→ **引用文**
'''

飼い犬がいろんなものを拾い食いして困っています。今のところ吐いて出したり、便に出てきていますが、腸閉塞を起こすこともあると聞きました。腸閉塞になったらどんな症状がみられますか?
消化できないものを食べてしまう、いわゆる異物摂取は犬でも猫でもその他の動物でもあり得ます。飼い主さんの目の前で食べればまだいいのですが、飼い主さんが知らない間に食べてしまうと、その後に起こる嘔吐や食欲不振の原因が異物によるものだと診断するのにひじょうに時間がかかることもあります。異物が原因で腸閉塞を起こした場合の特徴的な症状は、嘔吐と食欲不振です。食欲旺盛な子は腸閉塞を起こしていてもそこそこ食べますが、食後に吐きます。水を飲んでもやはり吐きます。そのような症状がみられたら異物による腸閉塞を疑い、まずはレントゲン検査をおこないます。レントゲンには金属や石などは写りますが、木やゴム、布、プラスチックなどはほとんど写らないので、腸閉塞の疑いが強い場合にはさらにバリウム造影検査を行います。腸管内でバリウムの流れが悪いと腸閉塞の可能性がさらに高くなるので開腹手術を行い、異物を取り除きます。胃内に異物がある場合には大きさや素材にもよりますが内視鏡で取り除ける場合もあります。
どんなものが異物としてみられるかというと、犬用玩具、ボール、靴下、梅干やプラムの種、飼い主さんのアクセサリーや、中には縫い針や釣り針、焼き鳥の味のしみた竹串などもあります。タオルやカーペットをかじってほつれてくる糸によって腸管がひきつれるタイプの腸閉塞もあります。私の患者さんの大型犬の胃からカチカチに硬くなったボールを取り除いたことがありますが、飼い主さんにたずねると2年前に行方不明になったボールだということでした。つまり、食べた直後に腸閉塞や異物により症状を表すのではなく、摂取後、数日から数ヶ月、時には数年を経て症状をわらわすこともあるので注意しましょう。また、これも私の患者さんですが砂を大量に食べて腸管が詰まってしまい、50cmほど腸管を切らなければならない犬もいました。
残念ながらいくら手術で痛い思いをしても、動物達はまた異物を食べてしまいます。飼い主さんが気をつけるしかないので、とにかく食べさせないようにしましょう。

'''

→ **情報をもとに**
[1] 引用文で、レントゲンにほとんど写らないとされている素材をすべて挙げてください。
[2] 引用文によると、砂を大量に食べて腸が詰まった犬は、腸をどれくらい切らなければなりませんでしたか。
記録は引用文とは関係がありません。

→ **与えられた情報**
'''

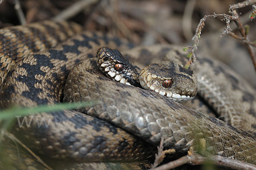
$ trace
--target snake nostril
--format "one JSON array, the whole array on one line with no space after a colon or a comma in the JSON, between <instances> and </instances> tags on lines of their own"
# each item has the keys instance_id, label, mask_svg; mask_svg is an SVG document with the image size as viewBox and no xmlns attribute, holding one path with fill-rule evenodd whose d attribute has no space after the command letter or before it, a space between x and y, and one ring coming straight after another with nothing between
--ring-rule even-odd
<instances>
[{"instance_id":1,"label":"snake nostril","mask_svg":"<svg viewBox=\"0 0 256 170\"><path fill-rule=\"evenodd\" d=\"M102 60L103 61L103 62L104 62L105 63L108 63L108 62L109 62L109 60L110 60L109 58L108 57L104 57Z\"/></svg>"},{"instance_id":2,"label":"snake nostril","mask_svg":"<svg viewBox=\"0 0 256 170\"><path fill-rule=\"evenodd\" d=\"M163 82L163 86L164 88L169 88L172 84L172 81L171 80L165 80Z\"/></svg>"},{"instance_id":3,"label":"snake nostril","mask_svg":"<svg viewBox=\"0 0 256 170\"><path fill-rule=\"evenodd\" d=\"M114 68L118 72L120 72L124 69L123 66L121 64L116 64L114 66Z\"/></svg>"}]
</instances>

'''

→ **答えは以下**
[1] 木、ゴム、布、プラスチック

[2] 50cmほど